TEXTAUSZUG

Diskriminierung, Benachteiligung, Bevormundung, seelische Grausamkeiten

Die Ergebnisse der neuen Studie „Lebenssituation und Belastung von Frauen mit Behinderungen in Deutschland“, die die Bielefelder Politologin und Soziologin Monika Schröttle darlegte, haben es in sich. Die vom Bundesministerium für Familie, Senioren, Frauen und Jugend in Auftrag gegebene Studie beschäftigte sich als erste repräsentative Untersuchung mit der Lebenssituation und den Belastungen von Frauen mit Behinderung und brachte erschreckende Zahlen im Bereich psychischer, physischer und sexueller Gewalt gegen Frauen mit Handicap ans Licht.

Der Studie zufolge sind 60 Prozent der Frauen mit Behinderung von psychischer und zwischen 74 und 90 Prozent von körperlicher Gewalt betroffen. Das sei rund dreimal so viel wie der deutsche Durchschnittswert, berichtete Projektleiterin Schröttle. Sie hatte bereits 2004 eine ähnliche Studie über Frauen ohne Handicap in Deutschland abgeschlossen.

Jede dritte bis fünfte Frau mit Behinderung war laut der in den Jahren 2009 bis 2011 gemachten Untersuchung Opfer von sexueller Nötigung oder Vergewaltigung. Die Studie enthüllte auch die strukturelle Gewalt, die durch das nahe Umfeld der körperlich und geistig eingeschränkten Frauen ausgeübt wird. Von Diskriminierung, Benachteiligung und Bevormundung über Verletzungen der Privatsphäre und Selbstbestimmung bis hin zu seelischen Grausamkeiten und Übergriffen berichteten die über 1500 Befragten. Vor allem in Behinderteneinrichtungen fürchteten Frauen sich vor Gewalt durch Bewohner und Personal.

Menschen werden wegen einer Behinderung stark abgewertet

„Eine Frau erzählte, dass nicht sie, sondern nur ihre Behinderung von ihren Eltern gesehen wurde“, sagte Schröttle. Auch von der starken Abwertung aufgrund einer Behinderung berichteten viele Befragte und entschuldigten die psychische Gewalt ihres Umfelds teilweise damit, dass sie eine Last für ihre Umgebung darstellten.

Im Fall von Übergriffen wurde die Polizei selten alarmiert, zu Verfahren kam es kaum, fanden die Forscher heraus. Viele Menschen nähmen Grenzverletzungen gegenüber Frauen mit Behinderung nicht ernst genug, so die Referentin. Und viele Befragte trauten sich nicht auszusagen, da sie befürchteten, dass ihnen niemand glaube. Auch in Paarbeziehungen reagierten die meisten Frauen erst bei schwerer körperlicher Gewalt. Im Durchschnitt sind 13 Prozent der deutschen Frauen von Gewalt in der Beziehung betroffen, bei Frauen mit Behinderung sind es mit bis zu 41 Prozent dreimal so viel.

AUFGABENSTELLUNG 1
Gib aus dem Bericht über die Studie zu Frauen mit Behinderung den Abschnitt von „Der Studie zufolge“ bis „in Deutschland abgeschlossen.“ wörtlich wieder.

DATENSÄTZE
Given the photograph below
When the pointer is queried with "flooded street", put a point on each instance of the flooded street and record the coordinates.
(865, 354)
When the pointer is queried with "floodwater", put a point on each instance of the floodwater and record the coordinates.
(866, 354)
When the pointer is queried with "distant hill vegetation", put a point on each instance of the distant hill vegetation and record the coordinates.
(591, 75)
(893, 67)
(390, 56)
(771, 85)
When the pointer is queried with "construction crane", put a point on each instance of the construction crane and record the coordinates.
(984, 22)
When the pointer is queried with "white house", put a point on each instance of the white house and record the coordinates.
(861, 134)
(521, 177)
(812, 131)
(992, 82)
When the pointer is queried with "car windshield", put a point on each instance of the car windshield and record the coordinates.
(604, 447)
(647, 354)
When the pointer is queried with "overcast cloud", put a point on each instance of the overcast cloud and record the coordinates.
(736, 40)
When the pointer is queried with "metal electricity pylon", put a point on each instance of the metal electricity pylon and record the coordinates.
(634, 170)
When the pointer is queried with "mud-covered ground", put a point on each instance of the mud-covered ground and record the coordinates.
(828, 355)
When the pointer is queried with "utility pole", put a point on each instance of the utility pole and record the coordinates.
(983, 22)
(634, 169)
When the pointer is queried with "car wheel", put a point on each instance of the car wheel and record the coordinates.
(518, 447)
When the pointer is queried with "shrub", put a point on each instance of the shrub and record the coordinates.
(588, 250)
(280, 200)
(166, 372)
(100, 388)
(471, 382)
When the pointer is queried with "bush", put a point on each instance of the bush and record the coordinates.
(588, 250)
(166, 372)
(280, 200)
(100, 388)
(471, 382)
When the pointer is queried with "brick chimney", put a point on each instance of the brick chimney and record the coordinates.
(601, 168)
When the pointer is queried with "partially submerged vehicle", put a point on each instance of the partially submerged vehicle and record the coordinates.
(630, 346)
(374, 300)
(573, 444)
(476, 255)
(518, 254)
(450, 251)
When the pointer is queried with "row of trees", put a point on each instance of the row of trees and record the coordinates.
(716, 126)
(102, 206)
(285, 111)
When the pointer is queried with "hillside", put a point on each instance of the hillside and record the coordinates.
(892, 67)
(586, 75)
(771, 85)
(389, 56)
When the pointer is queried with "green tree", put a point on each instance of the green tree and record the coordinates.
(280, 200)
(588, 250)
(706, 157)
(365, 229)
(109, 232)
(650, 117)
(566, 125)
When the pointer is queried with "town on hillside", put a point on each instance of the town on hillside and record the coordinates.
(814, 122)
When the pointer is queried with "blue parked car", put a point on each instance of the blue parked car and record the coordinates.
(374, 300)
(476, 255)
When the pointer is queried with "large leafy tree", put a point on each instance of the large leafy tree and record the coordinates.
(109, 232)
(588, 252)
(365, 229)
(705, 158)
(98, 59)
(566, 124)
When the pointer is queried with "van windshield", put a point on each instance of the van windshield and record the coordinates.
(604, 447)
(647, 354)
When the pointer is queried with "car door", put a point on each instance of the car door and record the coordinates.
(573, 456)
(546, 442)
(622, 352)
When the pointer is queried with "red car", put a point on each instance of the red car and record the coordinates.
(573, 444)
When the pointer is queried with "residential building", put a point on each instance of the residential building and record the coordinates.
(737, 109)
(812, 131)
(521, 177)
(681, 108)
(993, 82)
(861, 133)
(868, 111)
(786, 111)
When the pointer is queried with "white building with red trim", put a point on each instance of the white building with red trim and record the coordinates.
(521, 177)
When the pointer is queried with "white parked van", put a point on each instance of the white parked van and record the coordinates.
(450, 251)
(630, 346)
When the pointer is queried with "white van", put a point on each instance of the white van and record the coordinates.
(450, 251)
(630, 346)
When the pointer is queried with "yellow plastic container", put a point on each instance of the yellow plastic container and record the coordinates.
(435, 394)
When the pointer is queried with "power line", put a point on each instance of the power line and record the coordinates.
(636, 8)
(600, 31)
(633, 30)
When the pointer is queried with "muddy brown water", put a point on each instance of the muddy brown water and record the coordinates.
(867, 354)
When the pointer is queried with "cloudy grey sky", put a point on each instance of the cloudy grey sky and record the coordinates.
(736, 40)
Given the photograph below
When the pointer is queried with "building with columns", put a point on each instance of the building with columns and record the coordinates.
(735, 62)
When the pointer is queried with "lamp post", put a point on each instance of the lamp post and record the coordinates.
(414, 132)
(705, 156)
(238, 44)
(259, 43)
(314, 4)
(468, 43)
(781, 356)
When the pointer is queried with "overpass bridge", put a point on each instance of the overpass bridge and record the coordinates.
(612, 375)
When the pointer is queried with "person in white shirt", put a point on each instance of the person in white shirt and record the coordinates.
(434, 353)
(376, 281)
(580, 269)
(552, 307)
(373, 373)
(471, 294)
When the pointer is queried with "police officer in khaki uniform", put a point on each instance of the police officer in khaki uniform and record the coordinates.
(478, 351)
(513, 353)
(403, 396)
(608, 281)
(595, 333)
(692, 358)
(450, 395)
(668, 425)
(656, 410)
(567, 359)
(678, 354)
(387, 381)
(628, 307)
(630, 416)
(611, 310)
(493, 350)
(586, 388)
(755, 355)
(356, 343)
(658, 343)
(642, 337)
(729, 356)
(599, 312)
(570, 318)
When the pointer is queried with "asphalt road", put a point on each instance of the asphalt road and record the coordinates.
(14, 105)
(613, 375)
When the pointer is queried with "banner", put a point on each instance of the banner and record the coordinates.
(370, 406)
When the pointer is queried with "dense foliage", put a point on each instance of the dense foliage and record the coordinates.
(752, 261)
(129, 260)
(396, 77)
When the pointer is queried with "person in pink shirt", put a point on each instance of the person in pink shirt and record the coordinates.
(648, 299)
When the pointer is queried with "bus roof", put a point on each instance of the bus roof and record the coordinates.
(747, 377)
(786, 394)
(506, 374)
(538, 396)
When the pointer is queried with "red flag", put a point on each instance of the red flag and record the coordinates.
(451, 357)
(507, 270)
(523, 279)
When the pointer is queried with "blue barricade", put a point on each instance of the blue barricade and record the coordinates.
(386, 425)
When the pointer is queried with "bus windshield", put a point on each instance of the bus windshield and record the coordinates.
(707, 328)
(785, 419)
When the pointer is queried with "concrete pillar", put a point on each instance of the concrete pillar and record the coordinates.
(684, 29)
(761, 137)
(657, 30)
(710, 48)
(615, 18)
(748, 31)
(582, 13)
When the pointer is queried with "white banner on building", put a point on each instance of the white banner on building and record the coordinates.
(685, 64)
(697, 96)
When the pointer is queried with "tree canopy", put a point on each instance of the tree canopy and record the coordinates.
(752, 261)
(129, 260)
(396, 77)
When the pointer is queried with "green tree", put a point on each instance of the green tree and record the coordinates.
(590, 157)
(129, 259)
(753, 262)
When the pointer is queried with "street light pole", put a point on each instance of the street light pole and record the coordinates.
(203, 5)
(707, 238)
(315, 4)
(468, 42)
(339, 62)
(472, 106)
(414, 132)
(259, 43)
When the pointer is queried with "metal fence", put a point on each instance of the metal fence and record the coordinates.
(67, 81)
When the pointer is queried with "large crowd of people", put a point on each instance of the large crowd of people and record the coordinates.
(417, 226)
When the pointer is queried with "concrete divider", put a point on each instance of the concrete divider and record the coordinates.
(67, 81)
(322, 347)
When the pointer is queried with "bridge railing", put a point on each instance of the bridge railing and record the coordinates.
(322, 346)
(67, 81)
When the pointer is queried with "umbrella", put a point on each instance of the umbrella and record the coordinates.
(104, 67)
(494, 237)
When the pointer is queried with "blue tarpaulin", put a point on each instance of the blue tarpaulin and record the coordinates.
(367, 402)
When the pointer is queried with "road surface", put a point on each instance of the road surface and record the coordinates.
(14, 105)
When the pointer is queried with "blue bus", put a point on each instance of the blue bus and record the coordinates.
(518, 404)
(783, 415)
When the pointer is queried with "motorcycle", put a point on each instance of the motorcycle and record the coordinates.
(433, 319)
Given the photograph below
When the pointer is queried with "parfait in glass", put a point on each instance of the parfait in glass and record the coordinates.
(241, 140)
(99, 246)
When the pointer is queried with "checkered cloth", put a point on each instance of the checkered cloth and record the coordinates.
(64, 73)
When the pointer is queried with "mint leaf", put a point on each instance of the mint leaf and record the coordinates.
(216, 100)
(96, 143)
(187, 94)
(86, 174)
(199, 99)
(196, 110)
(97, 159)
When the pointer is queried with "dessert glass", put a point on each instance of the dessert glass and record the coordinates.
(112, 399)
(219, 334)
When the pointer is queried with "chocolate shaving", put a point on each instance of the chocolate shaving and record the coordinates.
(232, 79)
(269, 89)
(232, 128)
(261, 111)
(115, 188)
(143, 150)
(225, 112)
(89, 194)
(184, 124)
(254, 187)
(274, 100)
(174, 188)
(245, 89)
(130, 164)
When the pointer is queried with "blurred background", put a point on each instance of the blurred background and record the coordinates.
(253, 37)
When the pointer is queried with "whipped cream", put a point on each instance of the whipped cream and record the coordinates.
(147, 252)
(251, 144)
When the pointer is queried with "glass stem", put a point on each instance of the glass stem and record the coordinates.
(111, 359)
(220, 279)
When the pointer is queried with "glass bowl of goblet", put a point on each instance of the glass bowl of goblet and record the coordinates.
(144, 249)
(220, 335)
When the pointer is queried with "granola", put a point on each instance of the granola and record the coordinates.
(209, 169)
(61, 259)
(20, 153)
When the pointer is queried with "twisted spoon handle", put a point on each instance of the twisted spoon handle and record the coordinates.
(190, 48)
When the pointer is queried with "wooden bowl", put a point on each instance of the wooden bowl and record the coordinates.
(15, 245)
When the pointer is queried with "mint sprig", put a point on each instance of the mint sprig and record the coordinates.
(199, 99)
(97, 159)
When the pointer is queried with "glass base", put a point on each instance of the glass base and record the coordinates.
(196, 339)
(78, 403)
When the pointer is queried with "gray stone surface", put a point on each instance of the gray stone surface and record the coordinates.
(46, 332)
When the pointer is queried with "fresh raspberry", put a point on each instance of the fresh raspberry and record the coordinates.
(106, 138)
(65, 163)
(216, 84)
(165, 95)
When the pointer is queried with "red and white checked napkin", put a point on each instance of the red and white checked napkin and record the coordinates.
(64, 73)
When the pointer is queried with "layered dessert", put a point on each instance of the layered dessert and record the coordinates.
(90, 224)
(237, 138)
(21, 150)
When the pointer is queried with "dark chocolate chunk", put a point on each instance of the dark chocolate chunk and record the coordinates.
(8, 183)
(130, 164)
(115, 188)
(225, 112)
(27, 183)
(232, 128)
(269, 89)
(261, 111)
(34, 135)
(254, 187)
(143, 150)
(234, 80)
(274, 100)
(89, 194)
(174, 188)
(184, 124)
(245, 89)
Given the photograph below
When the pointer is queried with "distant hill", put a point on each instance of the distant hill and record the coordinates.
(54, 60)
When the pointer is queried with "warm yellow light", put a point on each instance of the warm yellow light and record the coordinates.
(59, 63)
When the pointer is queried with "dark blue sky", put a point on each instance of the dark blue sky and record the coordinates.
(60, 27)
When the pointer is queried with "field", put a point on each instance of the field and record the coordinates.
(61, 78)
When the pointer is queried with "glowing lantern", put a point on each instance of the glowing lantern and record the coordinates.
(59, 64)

AUFGABENSTELLUNG 2
Ermittle, wie viele Zeilen der Datensätze das Wort „dark“ enthalten, und nenne nur diese Zahl.

RICHTIGE LÖSUNG 1
Der Studie zufolge sind 60 Prozent der Frauen mit Behinderung von psychischer und zwischen 74 und 90 Prozent von körperlicher Gewalt betroffen. Das sei rund dreimal so viel wie der deutsche Durchschnittswert, berichtete Projektleiterin Schröttle. Sie hatte bereits 2004 eine ähnliche Studie über Frauen ohne Handicap in Deutschland abgeschlossen.

RICHTIGE LÖSUNG 2
2